(Phrase grounding data)

<<<<

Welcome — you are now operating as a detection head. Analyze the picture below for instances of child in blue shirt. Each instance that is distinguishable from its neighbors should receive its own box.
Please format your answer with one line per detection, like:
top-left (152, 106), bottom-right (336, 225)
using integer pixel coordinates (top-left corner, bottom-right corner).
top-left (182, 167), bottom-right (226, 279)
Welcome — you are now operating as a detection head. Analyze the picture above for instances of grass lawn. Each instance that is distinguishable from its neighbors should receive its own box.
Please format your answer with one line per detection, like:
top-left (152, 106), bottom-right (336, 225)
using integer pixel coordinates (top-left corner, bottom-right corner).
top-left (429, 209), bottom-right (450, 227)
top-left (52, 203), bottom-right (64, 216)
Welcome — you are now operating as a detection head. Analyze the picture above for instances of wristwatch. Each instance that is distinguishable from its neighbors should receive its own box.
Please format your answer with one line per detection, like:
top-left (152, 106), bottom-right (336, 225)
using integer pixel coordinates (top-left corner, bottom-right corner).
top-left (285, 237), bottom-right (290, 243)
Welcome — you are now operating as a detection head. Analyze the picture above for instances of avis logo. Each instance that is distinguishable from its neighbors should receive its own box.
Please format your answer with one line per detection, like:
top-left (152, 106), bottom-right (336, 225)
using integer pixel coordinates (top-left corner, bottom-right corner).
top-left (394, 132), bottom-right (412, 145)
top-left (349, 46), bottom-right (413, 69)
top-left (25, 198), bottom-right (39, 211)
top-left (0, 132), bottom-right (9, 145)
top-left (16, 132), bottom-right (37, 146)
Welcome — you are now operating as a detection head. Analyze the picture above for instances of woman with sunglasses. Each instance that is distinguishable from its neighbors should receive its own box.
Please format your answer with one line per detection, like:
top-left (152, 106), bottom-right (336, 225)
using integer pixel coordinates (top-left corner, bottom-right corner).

>>>>

▶ [ABOUT THIS EXERCISE]
Reproduce all the records shown above, unchanged.

▶ [EXERCISE SOLUTION]
Welcome — you are now operating as a detection head. Analyze the picture below for instances of child in blue shirt. Each instance that is distinguishable from its neighbors should receive its own box.
Please format your answer with one line per detection, like:
top-left (152, 106), bottom-right (336, 225)
using integer pixel coordinates (top-left corner, bottom-right corner).
top-left (182, 167), bottom-right (226, 279)
Welcome — you are now operating as a detection head. Analyze the picture above for instances of grass lawn. Each instance that is distinguishable from its neighbors should receive its own box.
Please format your answer with one line per detection, like:
top-left (152, 106), bottom-right (336, 225)
using integer pixel coordinates (top-left corner, bottom-right corner).
top-left (429, 209), bottom-right (450, 227)
top-left (52, 203), bottom-right (64, 216)
Welcome — you are now operating as a detection head. Analyze the picture above for instances of wristwatch. Each instance that is distinguishable from its neighbors should receive its own box.
Please format your answer with one line per detection, like:
top-left (152, 106), bottom-right (336, 225)
using integer pixel coordinates (top-left corner, bottom-right corner).
top-left (285, 237), bottom-right (290, 243)
Welcome — you are now operating as a detection head. Analyze the picture above for instances of avis logo. Each instance that is distinguishable from its neighbors should receive its own box.
Please format your answer with one line per detection, like:
top-left (152, 106), bottom-right (336, 225)
using integer pixel coordinates (top-left corner, bottom-right corner).
top-left (394, 132), bottom-right (412, 145)
top-left (349, 46), bottom-right (413, 69)
top-left (25, 198), bottom-right (39, 211)
top-left (0, 132), bottom-right (9, 145)
top-left (16, 132), bottom-right (37, 146)
Welcome — you are now operating as a detection head. Analyze the picture above for instances of woman with sunglasses. Each instance that is distinguishable from its neighbors should receive its own box.
Please format your answer with one line per detection, like:
top-left (152, 106), bottom-right (336, 225)
using integer pixel coordinates (top-left corner, bottom-right corner).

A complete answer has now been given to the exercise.